> _THE PROBLEM_
From the data below, pull out every line containing the word "ripple" and list those lines unchanged.

Point placement records:
------

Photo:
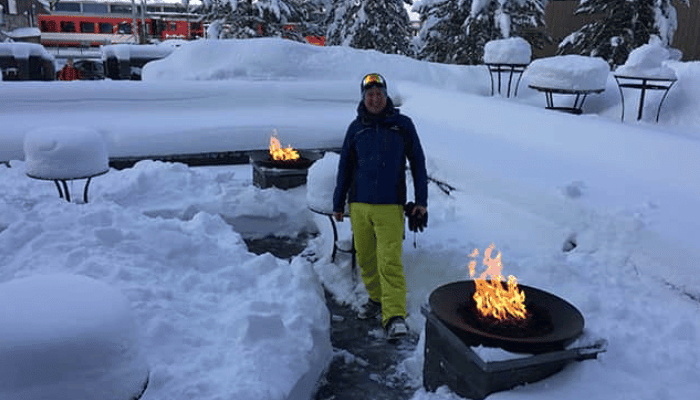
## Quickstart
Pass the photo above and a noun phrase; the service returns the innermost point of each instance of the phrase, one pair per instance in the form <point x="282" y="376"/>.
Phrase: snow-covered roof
<point x="127" y="51"/>
<point x="24" y="50"/>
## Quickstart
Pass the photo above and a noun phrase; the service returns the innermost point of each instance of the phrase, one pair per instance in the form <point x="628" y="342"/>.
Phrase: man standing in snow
<point x="372" y="168"/>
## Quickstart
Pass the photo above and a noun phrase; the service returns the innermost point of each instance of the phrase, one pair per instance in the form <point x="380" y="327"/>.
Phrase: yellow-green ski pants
<point x="378" y="233"/>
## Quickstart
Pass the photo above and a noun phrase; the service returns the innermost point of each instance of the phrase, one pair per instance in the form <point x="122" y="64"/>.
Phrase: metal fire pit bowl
<point x="281" y="174"/>
<point x="449" y="302"/>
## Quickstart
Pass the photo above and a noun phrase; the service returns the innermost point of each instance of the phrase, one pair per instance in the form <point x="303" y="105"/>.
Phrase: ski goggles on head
<point x="372" y="80"/>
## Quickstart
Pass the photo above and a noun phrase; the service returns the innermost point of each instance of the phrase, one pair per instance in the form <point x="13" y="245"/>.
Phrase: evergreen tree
<point x="255" y="18"/>
<point x="622" y="26"/>
<point x="455" y="31"/>
<point x="382" y="25"/>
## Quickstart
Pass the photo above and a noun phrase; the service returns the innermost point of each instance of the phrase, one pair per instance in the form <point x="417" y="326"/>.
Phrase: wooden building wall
<point x="561" y="21"/>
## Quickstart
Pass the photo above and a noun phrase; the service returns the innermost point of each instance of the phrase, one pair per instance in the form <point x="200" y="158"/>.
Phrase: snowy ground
<point x="213" y="316"/>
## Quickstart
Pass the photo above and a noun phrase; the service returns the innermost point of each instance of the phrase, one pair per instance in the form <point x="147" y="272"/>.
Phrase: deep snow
<point x="219" y="322"/>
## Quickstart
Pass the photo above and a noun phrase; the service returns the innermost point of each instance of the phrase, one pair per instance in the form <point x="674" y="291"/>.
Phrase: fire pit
<point x="284" y="168"/>
<point x="553" y="323"/>
<point x="504" y="315"/>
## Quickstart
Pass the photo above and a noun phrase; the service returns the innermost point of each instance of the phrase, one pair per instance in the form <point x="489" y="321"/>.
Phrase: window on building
<point x="67" y="26"/>
<point x="87" y="27"/>
<point x="106" y="27"/>
<point x="91" y="8"/>
<point x="67" y="7"/>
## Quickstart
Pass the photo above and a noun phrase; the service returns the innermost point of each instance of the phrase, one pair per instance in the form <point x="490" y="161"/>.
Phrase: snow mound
<point x="514" y="50"/>
<point x="648" y="61"/>
<point x="65" y="153"/>
<point x="67" y="335"/>
<point x="570" y="72"/>
<point x="320" y="183"/>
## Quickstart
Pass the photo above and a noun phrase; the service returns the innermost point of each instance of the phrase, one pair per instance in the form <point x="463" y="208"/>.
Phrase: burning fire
<point x="491" y="297"/>
<point x="278" y="153"/>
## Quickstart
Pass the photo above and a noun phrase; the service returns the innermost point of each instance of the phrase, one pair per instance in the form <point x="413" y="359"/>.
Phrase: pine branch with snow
<point x="623" y="26"/>
<point x="381" y="25"/>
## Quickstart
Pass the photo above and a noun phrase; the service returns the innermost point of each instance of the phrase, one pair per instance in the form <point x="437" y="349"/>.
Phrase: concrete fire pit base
<point x="448" y="361"/>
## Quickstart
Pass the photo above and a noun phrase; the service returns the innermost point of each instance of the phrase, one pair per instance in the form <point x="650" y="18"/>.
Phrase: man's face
<point x="375" y="101"/>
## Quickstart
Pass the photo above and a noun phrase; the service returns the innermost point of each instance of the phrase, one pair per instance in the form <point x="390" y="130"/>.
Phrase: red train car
<point x="89" y="24"/>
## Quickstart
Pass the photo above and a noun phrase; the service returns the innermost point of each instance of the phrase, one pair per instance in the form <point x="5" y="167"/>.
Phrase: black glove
<point x="416" y="222"/>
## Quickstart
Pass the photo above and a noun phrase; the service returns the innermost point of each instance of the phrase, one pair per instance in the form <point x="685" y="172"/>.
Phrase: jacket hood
<point x="367" y="118"/>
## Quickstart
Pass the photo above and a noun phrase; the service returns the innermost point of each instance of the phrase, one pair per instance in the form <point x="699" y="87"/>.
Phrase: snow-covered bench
<point x="571" y="75"/>
<point x="61" y="154"/>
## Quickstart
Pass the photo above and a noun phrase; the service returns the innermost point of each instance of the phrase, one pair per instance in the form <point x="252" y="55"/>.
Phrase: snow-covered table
<point x="510" y="69"/>
<point x="507" y="56"/>
<point x="571" y="75"/>
<point x="62" y="154"/>
<point x="643" y="84"/>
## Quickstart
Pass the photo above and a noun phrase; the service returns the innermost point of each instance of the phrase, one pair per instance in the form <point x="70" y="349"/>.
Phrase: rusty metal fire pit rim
<point x="262" y="159"/>
<point x="567" y="320"/>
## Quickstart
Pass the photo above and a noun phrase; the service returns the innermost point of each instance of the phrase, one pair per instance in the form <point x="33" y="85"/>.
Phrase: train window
<point x="124" y="27"/>
<point x="120" y="9"/>
<point x="70" y="7"/>
<point x="48" y="26"/>
<point x="92" y="8"/>
<point x="106" y="27"/>
<point x="67" y="26"/>
<point x="87" y="27"/>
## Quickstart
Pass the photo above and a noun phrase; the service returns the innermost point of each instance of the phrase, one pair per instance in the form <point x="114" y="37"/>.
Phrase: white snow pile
<point x="65" y="152"/>
<point x="128" y="51"/>
<point x="569" y="72"/>
<point x="513" y="50"/>
<point x="67" y="335"/>
<point x="275" y="59"/>
<point x="320" y="183"/>
<point x="24" y="50"/>
<point x="648" y="61"/>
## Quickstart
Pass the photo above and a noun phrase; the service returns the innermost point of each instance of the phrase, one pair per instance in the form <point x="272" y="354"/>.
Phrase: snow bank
<point x="67" y="335"/>
<point x="284" y="60"/>
<point x="514" y="50"/>
<point x="648" y="61"/>
<point x="24" y="50"/>
<point x="65" y="153"/>
<point x="320" y="183"/>
<point x="570" y="72"/>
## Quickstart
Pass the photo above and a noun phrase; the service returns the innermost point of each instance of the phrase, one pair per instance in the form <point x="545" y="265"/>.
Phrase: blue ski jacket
<point x="372" y="166"/>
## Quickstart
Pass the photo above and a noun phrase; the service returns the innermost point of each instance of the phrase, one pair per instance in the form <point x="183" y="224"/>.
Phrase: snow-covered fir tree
<point x="255" y="18"/>
<point x="620" y="27"/>
<point x="382" y="25"/>
<point x="455" y="31"/>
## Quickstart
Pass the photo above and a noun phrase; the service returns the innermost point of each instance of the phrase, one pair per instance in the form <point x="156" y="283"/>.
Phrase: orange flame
<point x="279" y="153"/>
<point x="492" y="299"/>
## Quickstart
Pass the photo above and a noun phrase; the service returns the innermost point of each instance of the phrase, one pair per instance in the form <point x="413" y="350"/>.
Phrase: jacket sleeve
<point x="416" y="159"/>
<point x="346" y="171"/>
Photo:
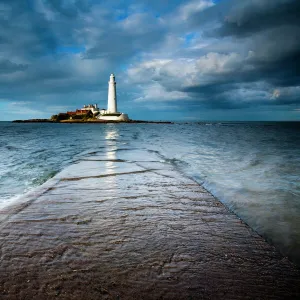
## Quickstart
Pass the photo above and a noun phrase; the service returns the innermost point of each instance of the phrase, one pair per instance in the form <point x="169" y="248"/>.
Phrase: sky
<point x="192" y="60"/>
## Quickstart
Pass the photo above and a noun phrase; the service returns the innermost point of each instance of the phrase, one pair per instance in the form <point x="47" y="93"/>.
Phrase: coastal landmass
<point x="90" y="121"/>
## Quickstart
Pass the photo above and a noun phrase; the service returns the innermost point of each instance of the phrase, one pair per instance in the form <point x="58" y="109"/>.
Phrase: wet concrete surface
<point x="109" y="227"/>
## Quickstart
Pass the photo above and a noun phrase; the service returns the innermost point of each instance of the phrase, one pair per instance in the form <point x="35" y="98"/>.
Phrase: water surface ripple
<point x="253" y="168"/>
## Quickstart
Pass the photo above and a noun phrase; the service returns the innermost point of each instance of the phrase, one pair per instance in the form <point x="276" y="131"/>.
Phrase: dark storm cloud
<point x="235" y="54"/>
<point x="246" y="18"/>
<point x="7" y="66"/>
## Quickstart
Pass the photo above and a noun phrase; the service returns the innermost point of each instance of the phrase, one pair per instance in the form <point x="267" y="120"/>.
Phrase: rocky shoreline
<point x="89" y="121"/>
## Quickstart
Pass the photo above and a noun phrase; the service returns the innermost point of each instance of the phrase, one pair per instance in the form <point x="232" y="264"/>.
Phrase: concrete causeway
<point x="109" y="227"/>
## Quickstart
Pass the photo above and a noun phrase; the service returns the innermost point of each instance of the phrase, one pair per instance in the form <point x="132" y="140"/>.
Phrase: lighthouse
<point x="111" y="113"/>
<point x="112" y="95"/>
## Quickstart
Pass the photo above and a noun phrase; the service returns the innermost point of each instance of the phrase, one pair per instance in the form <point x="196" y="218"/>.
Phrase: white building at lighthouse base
<point x="112" y="114"/>
<point x="113" y="117"/>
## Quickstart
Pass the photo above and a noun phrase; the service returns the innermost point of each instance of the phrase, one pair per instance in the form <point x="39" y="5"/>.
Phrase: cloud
<point x="218" y="55"/>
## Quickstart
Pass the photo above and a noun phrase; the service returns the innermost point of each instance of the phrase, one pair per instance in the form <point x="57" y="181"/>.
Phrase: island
<point x="92" y="114"/>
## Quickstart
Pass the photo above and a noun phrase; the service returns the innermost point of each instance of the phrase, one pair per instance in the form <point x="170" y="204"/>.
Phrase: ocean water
<point x="253" y="168"/>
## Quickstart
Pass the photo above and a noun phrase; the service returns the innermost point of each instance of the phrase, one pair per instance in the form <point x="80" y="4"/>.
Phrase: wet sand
<point x="108" y="227"/>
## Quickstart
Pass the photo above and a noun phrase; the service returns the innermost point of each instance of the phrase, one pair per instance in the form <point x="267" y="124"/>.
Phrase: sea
<point x="253" y="168"/>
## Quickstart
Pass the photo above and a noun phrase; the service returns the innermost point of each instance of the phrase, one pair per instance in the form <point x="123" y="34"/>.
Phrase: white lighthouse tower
<point x="112" y="114"/>
<point x="112" y="95"/>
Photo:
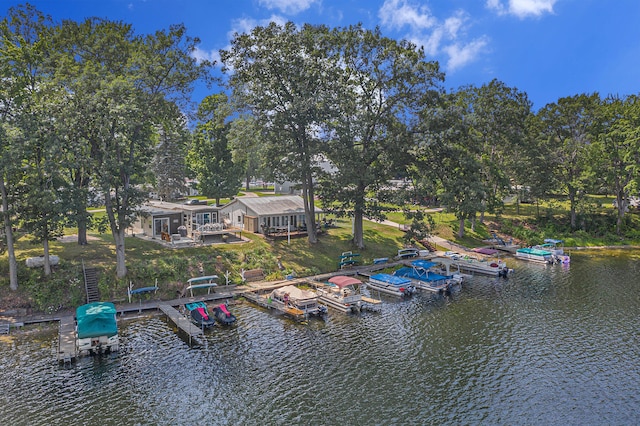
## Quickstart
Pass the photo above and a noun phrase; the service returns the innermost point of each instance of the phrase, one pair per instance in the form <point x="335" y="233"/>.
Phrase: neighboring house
<point x="259" y="214"/>
<point x="172" y="218"/>
<point x="294" y="188"/>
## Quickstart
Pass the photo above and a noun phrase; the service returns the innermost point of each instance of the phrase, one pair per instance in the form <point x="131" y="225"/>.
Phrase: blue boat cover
<point x="421" y="275"/>
<point x="391" y="279"/>
<point x="96" y="319"/>
<point x="421" y="263"/>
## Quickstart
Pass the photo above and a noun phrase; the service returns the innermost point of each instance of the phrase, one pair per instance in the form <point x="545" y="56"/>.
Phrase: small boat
<point x="556" y="247"/>
<point x="199" y="314"/>
<point x="207" y="282"/>
<point x="296" y="302"/>
<point x="342" y="294"/>
<point x="533" y="254"/>
<point x="391" y="285"/>
<point x="470" y="264"/>
<point x="222" y="315"/>
<point x="96" y="328"/>
<point x="423" y="276"/>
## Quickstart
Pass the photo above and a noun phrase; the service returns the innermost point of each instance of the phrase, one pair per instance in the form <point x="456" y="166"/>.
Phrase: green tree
<point x="279" y="73"/>
<point x="381" y="84"/>
<point x="566" y="133"/>
<point x="500" y="114"/>
<point x="210" y="156"/>
<point x="169" y="167"/>
<point x="23" y="57"/>
<point x="617" y="150"/>
<point x="447" y="158"/>
<point x="245" y="142"/>
<point x="125" y="86"/>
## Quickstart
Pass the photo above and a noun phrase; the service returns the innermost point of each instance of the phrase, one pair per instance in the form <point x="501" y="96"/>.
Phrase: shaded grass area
<point x="148" y="261"/>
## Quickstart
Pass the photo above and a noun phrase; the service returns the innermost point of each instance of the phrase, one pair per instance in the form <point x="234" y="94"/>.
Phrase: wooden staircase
<point x="91" y="284"/>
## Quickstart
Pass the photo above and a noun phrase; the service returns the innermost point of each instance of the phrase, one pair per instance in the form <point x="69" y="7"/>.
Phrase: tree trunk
<point x="309" y="209"/>
<point x="358" y="229"/>
<point x="572" y="209"/>
<point x="47" y="261"/>
<point x="121" y="267"/>
<point x="82" y="230"/>
<point x="82" y="213"/>
<point x="8" y="232"/>
<point x="621" y="207"/>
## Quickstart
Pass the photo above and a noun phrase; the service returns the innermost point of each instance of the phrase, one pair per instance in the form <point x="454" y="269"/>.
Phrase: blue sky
<point x="547" y="48"/>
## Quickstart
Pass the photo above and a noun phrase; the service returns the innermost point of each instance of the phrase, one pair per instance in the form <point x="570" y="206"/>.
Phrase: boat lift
<point x="347" y="258"/>
<point x="207" y="282"/>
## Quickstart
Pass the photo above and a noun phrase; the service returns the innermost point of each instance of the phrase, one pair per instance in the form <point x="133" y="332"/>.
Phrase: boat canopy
<point x="421" y="263"/>
<point x="391" y="279"/>
<point x="534" y="251"/>
<point x="485" y="250"/>
<point x="294" y="293"/>
<point x="344" y="281"/>
<point x="553" y="241"/>
<point x="201" y="280"/>
<point x="420" y="271"/>
<point x="96" y="319"/>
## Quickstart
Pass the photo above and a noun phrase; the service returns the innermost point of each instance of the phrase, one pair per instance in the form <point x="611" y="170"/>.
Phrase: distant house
<point x="160" y="219"/>
<point x="260" y="214"/>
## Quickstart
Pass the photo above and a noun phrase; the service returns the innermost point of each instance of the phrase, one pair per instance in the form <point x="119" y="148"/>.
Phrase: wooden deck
<point x="262" y="300"/>
<point x="192" y="333"/>
<point x="67" y="352"/>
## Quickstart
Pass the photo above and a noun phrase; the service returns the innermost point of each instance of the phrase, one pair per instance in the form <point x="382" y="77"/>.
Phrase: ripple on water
<point x="549" y="345"/>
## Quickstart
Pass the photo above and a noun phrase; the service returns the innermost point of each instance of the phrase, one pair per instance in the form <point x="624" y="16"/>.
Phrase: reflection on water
<point x="550" y="345"/>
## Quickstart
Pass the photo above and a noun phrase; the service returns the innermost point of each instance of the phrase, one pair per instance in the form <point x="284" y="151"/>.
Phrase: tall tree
<point x="169" y="167"/>
<point x="500" y="116"/>
<point x="245" y="142"/>
<point x="380" y="86"/>
<point x="23" y="51"/>
<point x="617" y="150"/>
<point x="210" y="156"/>
<point x="280" y="74"/>
<point x="448" y="151"/>
<point x="125" y="86"/>
<point x="566" y="131"/>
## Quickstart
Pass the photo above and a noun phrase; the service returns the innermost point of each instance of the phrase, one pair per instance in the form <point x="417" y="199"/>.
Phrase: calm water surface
<point x="550" y="345"/>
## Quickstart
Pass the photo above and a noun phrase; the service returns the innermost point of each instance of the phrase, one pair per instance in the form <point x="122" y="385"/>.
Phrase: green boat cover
<point x="96" y="319"/>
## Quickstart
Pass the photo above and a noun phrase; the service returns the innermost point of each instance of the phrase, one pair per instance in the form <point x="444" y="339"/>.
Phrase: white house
<point x="160" y="219"/>
<point x="264" y="214"/>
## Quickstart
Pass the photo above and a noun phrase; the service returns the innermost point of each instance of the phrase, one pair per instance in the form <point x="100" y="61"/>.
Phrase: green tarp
<point x="96" y="319"/>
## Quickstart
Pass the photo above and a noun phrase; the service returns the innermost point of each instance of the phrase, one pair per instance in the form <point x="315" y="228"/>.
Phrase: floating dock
<point x="67" y="351"/>
<point x="193" y="333"/>
<point x="263" y="301"/>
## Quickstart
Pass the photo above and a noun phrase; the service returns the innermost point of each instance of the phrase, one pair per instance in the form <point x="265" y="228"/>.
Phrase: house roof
<point x="277" y="205"/>
<point x="162" y="207"/>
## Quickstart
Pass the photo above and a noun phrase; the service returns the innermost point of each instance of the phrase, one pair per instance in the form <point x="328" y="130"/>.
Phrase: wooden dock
<point x="261" y="300"/>
<point x="67" y="352"/>
<point x="193" y="334"/>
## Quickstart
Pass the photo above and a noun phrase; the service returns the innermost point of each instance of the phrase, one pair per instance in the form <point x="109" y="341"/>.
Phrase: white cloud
<point x="239" y="26"/>
<point x="521" y="8"/>
<point x="246" y="25"/>
<point x="461" y="55"/>
<point x="447" y="37"/>
<point x="289" y="7"/>
<point x="202" y="55"/>
<point x="396" y="14"/>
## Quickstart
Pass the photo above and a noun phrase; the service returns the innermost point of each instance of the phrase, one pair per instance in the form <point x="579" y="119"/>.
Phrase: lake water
<point x="551" y="345"/>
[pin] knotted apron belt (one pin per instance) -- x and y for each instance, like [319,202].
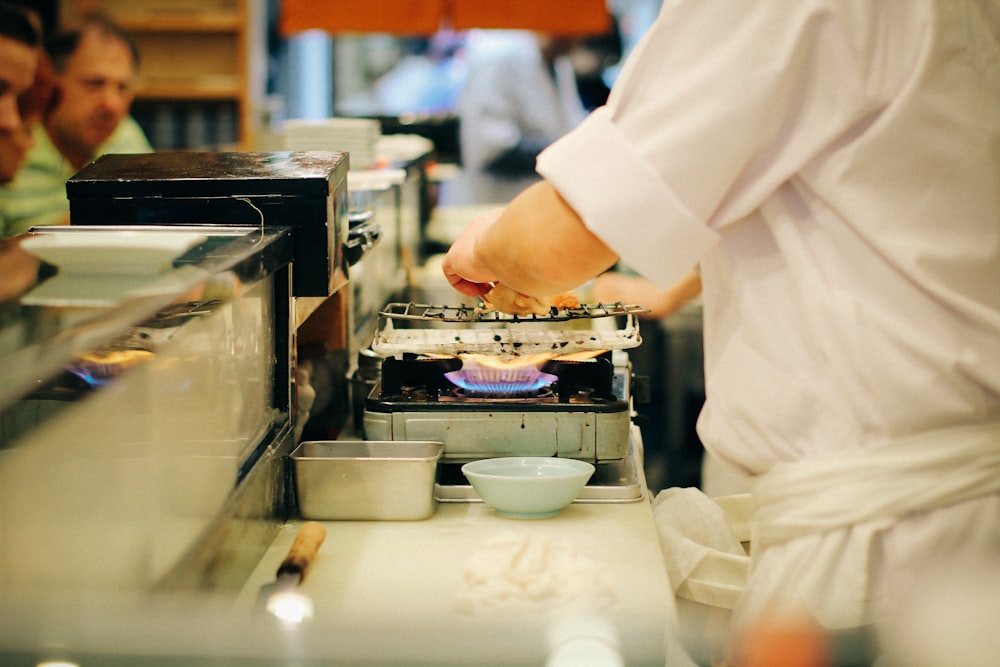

------

> _SOLUTION_
Phrase: water surface ripple
Phrase: ripple on water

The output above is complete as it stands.